(Records drawn from a dataset)
--- START ---

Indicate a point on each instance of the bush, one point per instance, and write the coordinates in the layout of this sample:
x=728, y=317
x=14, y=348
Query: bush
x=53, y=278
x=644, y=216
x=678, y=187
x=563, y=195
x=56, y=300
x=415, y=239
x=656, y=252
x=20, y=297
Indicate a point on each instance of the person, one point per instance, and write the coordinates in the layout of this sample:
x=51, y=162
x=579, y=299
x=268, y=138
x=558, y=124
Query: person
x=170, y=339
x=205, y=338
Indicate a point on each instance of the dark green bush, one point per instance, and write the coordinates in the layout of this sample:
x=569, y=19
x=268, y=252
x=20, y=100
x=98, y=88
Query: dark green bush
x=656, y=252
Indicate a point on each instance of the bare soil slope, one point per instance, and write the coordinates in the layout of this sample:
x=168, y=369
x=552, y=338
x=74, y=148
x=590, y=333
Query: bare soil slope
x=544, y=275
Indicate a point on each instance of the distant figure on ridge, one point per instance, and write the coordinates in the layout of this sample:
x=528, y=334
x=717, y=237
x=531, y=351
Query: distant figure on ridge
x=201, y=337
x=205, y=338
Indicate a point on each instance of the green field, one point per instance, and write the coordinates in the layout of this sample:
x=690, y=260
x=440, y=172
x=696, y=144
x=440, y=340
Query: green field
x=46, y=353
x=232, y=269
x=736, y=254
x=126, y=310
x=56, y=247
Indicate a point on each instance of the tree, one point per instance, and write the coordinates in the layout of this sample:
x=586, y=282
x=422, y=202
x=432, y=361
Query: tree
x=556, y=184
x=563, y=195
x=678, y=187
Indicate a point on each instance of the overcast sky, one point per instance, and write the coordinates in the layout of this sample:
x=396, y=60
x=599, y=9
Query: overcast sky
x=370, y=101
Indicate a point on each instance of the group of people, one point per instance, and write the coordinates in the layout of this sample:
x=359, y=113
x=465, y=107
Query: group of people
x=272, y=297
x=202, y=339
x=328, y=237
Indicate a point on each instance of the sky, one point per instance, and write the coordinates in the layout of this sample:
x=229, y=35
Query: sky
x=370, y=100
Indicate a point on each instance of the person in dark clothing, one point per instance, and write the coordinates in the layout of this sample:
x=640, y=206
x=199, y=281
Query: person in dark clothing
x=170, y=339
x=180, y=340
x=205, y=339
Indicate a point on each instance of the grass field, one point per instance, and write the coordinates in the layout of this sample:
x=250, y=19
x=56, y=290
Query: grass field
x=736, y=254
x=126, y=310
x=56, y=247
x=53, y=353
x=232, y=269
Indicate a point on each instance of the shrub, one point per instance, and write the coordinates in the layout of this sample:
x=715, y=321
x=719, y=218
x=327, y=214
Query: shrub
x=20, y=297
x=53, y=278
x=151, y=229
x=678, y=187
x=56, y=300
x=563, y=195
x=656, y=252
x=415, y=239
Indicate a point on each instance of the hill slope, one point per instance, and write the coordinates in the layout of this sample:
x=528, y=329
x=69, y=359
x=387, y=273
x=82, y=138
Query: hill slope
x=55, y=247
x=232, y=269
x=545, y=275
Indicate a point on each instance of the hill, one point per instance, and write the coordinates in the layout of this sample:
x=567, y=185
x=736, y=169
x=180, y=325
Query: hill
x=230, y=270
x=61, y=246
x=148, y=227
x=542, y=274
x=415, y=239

--- END ---

WHAT IS BEING ASKED: Repeat the records above with every character intact.

RESPONSE AREA:
Indicate a point on each instance of the bush, one point per instance, and write the coordinates in the layout of this sample:
x=728, y=317
x=14, y=348
Query: bush
x=53, y=278
x=644, y=216
x=678, y=187
x=563, y=195
x=56, y=300
x=415, y=239
x=656, y=252
x=20, y=297
Indicate a point on each instance of the person, one point per instance, and write the coordinates in the layout of this sample:
x=51, y=162
x=579, y=299
x=268, y=138
x=558, y=124
Query: person
x=170, y=339
x=205, y=338
Indicate a point on each instance of the dark green bush, one point per instance, and write the coordinates in the layout of this sample:
x=569, y=19
x=268, y=252
x=20, y=100
x=98, y=88
Query: dark green bush
x=656, y=252
Indicate a point on each instance of the bare soil slope, one point per instance, and write the coordinates in the layout of this sample:
x=168, y=369
x=552, y=338
x=74, y=148
x=590, y=333
Query: bare soil slope
x=544, y=275
Indicate a point on each instance of the distant figure on ridge, one point per instance, and write the coordinates in the layout of this sample:
x=528, y=334
x=717, y=237
x=531, y=351
Query: distant figure on ridge
x=201, y=337
x=205, y=338
Indicate a point on each instance of the green field, one point per instance, and write the coordinates in the layout of this sample:
x=690, y=260
x=440, y=172
x=696, y=144
x=440, y=340
Query: green field
x=46, y=353
x=232, y=269
x=736, y=254
x=126, y=310
x=56, y=247
Indicate a point on each instance of the tree, one point per instance, and write the coordinates in the layout of this sample:
x=586, y=282
x=422, y=202
x=432, y=361
Query: tree
x=556, y=184
x=563, y=195
x=678, y=187
Indicate a point on each instance of the overcast sky, one point per instance, and write the coordinates in the layout of this sample:
x=396, y=60
x=599, y=9
Query: overcast sky
x=370, y=101
Indicate a point on each instance of the group of people, one point per instance, and write the coordinates in the layout of this sample:
x=359, y=113
x=465, y=107
Query: group of people
x=272, y=297
x=202, y=339
x=328, y=237
Indicate a point on each instance of the sky, one point per instance, and write the coordinates in the layout of this sample:
x=229, y=35
Query: sky
x=370, y=100
Indicate a point on each instance of the person in dark clothing, one point per instance, and write the coordinates in the layout of this sample:
x=640, y=206
x=199, y=281
Query: person in dark clothing
x=170, y=339
x=180, y=340
x=205, y=339
Indicate a point on each instance of the grass field, one point per instance, and write the coordinates in the layout of this sample:
x=250, y=19
x=56, y=290
Query: grass field
x=736, y=254
x=126, y=310
x=56, y=247
x=53, y=353
x=232, y=269
Indicate a point on each instance of the shrub, one point per instance, and write the coordinates in the layout of this sample:
x=715, y=321
x=719, y=218
x=327, y=214
Query: shrub
x=20, y=297
x=53, y=278
x=151, y=229
x=678, y=187
x=56, y=300
x=563, y=195
x=656, y=252
x=415, y=239
Indicate a point on each instance of the hill slope, one point per instance, and write the coordinates in the layout of this sample:
x=528, y=329
x=69, y=359
x=387, y=273
x=82, y=138
Query: hill slope
x=55, y=247
x=232, y=269
x=545, y=275
Indicate a point on each instance of the hill, one point per instance, and write the coordinates in the layout of this sample:
x=567, y=185
x=736, y=169
x=180, y=325
Query: hill
x=230, y=270
x=61, y=246
x=148, y=227
x=542, y=274
x=415, y=239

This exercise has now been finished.